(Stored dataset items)
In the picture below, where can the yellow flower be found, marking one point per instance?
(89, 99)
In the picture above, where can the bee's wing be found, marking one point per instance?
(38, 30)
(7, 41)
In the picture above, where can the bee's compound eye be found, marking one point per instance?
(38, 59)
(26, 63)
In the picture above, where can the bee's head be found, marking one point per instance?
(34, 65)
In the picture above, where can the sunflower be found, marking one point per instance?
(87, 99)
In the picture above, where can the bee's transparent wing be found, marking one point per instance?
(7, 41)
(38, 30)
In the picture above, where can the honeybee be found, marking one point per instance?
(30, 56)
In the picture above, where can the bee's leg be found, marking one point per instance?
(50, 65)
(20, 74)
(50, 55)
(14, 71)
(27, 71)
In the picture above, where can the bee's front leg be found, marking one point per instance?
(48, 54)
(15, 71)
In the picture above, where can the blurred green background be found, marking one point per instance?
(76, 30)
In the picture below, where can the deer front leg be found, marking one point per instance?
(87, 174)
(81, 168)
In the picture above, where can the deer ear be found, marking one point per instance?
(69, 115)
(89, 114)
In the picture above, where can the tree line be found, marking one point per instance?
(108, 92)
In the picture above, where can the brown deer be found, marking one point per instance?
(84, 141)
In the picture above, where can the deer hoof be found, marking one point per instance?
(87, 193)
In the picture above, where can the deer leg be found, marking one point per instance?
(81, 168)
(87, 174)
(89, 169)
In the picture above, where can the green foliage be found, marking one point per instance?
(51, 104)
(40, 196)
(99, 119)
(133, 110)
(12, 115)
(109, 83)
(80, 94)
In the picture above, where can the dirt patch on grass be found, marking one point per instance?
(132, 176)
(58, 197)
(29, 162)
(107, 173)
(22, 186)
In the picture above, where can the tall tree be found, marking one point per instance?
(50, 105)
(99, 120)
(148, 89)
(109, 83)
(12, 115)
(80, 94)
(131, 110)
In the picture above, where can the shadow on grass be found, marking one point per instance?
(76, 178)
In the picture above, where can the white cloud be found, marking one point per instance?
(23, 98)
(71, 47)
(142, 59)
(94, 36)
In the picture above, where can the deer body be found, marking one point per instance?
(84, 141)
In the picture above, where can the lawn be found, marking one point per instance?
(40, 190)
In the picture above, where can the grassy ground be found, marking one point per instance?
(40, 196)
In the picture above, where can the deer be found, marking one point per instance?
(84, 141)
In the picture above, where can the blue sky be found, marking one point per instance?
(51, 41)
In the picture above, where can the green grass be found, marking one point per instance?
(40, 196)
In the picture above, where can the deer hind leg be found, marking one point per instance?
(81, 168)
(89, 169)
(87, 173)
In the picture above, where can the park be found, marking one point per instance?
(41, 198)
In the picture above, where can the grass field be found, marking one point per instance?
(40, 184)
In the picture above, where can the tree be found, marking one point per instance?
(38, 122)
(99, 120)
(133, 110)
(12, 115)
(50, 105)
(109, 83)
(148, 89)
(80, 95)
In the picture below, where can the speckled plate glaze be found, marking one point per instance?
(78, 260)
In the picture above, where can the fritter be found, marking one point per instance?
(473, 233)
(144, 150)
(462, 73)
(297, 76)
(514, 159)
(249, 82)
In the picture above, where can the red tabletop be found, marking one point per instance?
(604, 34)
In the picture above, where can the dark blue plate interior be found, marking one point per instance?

WHAT TO PRODUCE: Give back exactly the lines from the line holding "In the picture below, where can the speckled" through the last line of the listing, including both.

COMPLETE ANSWER:
In the picture below, where can the speckled plate glaze be found, marking one point per instance?
(78, 260)
In the picture above, where can the fritter be found, marking one point per instance?
(473, 233)
(144, 150)
(462, 73)
(297, 76)
(514, 159)
(249, 82)
In the picture above, where can the red tabletop be found, marking one point per instance?
(604, 34)
In the picture above, where can the dark blue plate interior be found, marking one point per instance?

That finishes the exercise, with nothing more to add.